YOUR GOAL – Each line below should be repeated exactly, but no picture should be carried over.

Point-per-instance localization data:

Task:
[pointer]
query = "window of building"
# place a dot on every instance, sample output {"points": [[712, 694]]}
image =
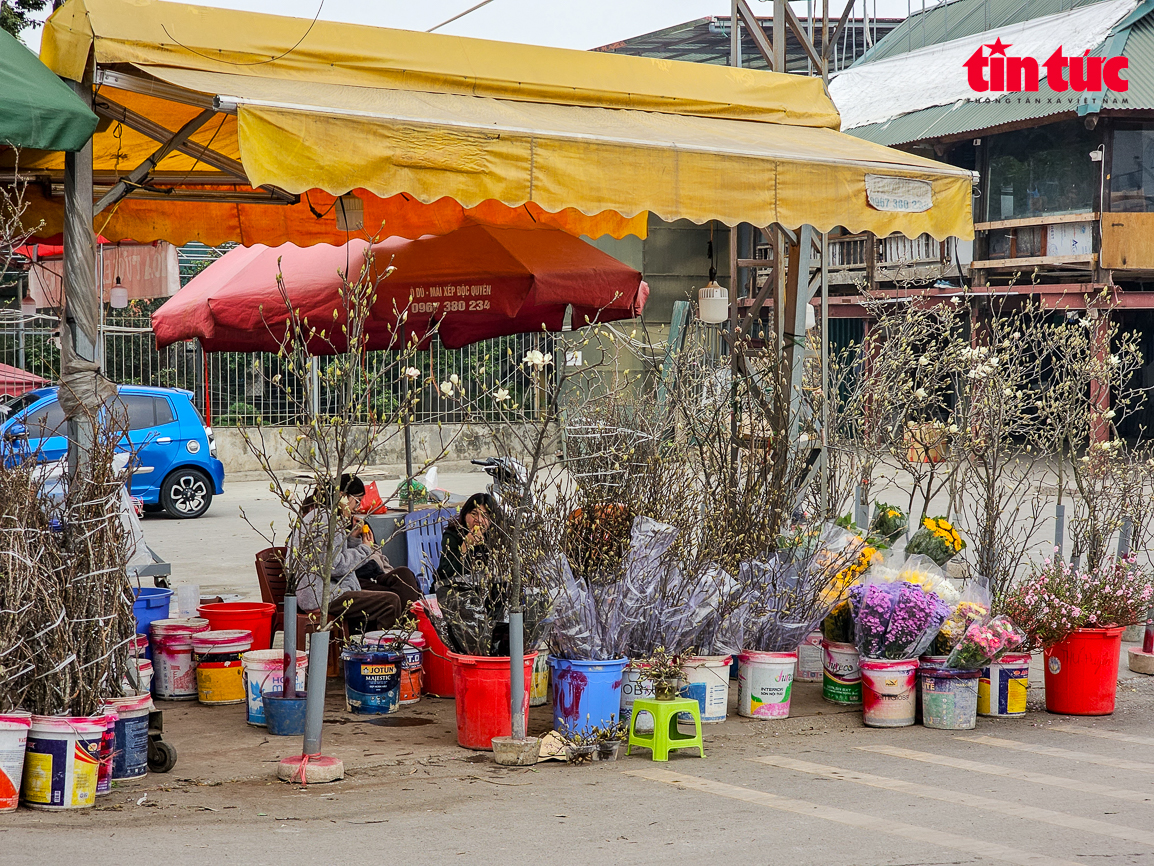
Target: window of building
{"points": [[1046, 170]]}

WRITTEN SOLUTION –
Task:
[pointer]
query = "window of building"
# place a dot on every instance, sample output {"points": [[712, 694]]}
image =
Target: window of building
{"points": [[1046, 170]]}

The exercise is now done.